→ **PROBLEM SET**:
1) According to the Darryl Jones biography, which two instruments did his father teach him to play when he was seven?
2) Print the Darryl Jones biography from "Darryl Jones (born" up to and including "Sting, among others.".

→ **DOCUMENT EXTRACT**:
•••
Darryl Jones (born December 11, 1961) is an American bass guitarist.  He has been recording and touring with the Rolling Stones since 1993. He has also played in bands with Miles Davis and Sting, among others.

Career
Darryl Jones was born on December 11 1961 in Chicago, Illinois, on the city's south side. His father was a drummer and his mother frequently listened to soul music on the radio.

When Jones was seven, his father taught him how to play the drums and xylophone. When he was nine, he saw his neighbour Angus Thomas playing bass in a school talent show, which inspired him to switch to bass. He began studying under Thomas, Within a year, he performed with his brother at the next school talent show. His mother would drive him to gigs. After completing the music course at Chicago Vocational High School at 17, Jones started playing on Chicago music scene, playing alongside Vincent Wilburn Jr., Matthew Rose, and Perry Wilson. He attended Southern Illinois University Carbondale.
•••
[Point annotation dataset listing]
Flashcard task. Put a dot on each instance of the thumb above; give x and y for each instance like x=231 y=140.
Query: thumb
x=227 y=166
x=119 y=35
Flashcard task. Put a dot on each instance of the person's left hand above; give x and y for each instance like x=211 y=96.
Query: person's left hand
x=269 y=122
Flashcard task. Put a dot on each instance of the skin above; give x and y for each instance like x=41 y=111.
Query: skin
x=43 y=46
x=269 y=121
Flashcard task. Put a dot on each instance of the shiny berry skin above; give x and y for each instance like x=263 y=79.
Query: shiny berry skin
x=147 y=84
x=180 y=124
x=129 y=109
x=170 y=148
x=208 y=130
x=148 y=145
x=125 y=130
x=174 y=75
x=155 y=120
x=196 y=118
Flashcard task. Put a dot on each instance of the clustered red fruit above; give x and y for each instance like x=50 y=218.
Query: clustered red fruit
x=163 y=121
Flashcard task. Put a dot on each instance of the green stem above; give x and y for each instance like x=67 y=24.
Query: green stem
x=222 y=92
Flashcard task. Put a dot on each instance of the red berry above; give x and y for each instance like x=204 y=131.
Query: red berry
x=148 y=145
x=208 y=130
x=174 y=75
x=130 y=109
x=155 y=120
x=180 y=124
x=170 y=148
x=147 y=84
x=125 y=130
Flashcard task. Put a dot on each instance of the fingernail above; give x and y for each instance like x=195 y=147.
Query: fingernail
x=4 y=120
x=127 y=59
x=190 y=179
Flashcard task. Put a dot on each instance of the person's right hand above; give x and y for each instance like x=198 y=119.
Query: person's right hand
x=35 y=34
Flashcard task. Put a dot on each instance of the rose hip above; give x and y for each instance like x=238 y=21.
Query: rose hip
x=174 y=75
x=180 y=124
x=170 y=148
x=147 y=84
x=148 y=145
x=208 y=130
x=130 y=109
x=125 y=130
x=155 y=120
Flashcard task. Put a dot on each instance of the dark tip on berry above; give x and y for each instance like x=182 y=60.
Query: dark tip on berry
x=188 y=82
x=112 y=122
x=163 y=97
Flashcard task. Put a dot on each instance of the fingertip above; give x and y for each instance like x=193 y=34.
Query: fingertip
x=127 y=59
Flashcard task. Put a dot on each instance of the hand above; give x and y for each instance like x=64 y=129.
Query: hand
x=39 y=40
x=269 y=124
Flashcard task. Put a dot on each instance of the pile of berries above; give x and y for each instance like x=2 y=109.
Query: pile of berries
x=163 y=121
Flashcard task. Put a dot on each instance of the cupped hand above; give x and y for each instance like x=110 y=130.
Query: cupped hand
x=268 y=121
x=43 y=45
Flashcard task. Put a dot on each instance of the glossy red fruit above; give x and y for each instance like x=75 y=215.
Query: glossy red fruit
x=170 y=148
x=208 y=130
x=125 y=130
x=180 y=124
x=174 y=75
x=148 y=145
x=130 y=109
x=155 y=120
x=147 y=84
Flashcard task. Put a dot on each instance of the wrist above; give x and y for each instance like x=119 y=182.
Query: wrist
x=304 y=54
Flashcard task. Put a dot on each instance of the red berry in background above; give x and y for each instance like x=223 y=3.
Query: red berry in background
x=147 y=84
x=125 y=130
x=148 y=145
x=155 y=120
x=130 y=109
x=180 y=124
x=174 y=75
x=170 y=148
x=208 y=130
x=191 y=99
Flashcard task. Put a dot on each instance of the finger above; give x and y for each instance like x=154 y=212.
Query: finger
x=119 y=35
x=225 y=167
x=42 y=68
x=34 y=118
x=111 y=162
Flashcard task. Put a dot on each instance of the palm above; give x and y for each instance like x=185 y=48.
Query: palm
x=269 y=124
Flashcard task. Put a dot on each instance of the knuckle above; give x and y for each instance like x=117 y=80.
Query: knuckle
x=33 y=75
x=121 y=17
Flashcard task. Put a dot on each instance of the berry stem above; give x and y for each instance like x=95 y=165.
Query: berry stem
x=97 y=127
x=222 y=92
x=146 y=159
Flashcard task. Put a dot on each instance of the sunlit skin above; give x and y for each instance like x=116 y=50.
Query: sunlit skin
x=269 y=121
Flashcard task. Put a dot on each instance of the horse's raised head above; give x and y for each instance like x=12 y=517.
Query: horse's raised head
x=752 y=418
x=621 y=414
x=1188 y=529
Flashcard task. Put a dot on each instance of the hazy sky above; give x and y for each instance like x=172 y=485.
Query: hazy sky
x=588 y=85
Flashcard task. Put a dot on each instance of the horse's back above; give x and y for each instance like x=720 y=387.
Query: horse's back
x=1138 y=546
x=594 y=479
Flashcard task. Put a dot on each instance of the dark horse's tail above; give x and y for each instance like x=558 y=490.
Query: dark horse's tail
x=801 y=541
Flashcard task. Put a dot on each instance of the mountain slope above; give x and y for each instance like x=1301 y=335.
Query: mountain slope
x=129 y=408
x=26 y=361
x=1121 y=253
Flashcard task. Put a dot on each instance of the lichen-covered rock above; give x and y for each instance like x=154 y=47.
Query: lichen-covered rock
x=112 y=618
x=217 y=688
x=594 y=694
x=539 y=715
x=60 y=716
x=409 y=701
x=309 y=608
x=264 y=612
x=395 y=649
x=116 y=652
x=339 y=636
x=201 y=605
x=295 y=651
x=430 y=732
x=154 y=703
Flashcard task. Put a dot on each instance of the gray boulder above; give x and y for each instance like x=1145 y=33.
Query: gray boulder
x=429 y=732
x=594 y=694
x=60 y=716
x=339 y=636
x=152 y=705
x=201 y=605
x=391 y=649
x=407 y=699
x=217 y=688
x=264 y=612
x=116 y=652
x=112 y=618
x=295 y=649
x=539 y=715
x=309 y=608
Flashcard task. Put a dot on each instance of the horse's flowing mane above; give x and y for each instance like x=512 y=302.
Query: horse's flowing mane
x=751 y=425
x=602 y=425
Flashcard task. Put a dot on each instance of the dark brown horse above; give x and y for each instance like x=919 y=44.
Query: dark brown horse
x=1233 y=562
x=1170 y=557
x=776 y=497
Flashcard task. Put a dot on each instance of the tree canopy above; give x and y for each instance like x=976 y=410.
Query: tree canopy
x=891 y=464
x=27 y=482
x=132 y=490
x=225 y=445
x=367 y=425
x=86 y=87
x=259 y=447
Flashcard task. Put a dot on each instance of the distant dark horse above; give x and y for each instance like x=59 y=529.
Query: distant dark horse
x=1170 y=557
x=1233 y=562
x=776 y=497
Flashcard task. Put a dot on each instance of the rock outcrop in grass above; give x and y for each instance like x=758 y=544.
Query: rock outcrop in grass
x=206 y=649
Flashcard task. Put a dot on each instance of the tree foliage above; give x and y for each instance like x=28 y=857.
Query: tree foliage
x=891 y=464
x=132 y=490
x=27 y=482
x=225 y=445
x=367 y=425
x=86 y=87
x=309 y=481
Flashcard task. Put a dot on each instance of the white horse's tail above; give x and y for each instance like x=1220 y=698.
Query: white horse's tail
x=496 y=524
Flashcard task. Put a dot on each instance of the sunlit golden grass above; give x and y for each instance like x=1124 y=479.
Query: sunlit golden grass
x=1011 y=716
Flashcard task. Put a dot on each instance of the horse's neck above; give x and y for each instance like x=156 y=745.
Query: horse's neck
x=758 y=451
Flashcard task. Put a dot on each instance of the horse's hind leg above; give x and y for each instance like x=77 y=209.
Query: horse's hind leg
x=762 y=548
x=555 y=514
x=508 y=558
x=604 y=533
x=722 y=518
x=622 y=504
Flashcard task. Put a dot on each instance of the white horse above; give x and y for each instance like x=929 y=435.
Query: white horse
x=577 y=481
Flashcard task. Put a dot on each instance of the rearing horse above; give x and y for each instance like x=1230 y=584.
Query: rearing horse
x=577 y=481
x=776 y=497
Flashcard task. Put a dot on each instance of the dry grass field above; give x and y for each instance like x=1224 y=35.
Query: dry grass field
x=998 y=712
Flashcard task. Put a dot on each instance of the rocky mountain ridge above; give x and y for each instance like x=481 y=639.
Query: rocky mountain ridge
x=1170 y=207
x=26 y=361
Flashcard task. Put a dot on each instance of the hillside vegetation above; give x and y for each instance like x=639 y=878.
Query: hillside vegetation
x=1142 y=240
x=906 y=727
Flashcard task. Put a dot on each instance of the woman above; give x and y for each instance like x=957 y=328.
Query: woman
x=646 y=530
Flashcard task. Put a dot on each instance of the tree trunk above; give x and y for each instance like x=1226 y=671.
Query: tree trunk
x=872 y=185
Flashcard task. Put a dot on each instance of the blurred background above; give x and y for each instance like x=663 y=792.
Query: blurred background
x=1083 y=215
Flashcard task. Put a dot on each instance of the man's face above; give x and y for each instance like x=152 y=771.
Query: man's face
•••
→ **RESULTS OF THE TASKS**:
1) The drums and xylophone.

2)
Darryl Jones (born December 11, 1961) is an American bass guitarist.  He has been recording and touring with the Rolling Stones since 1993. He has also played in bands with Miles Davis and Sting, among others.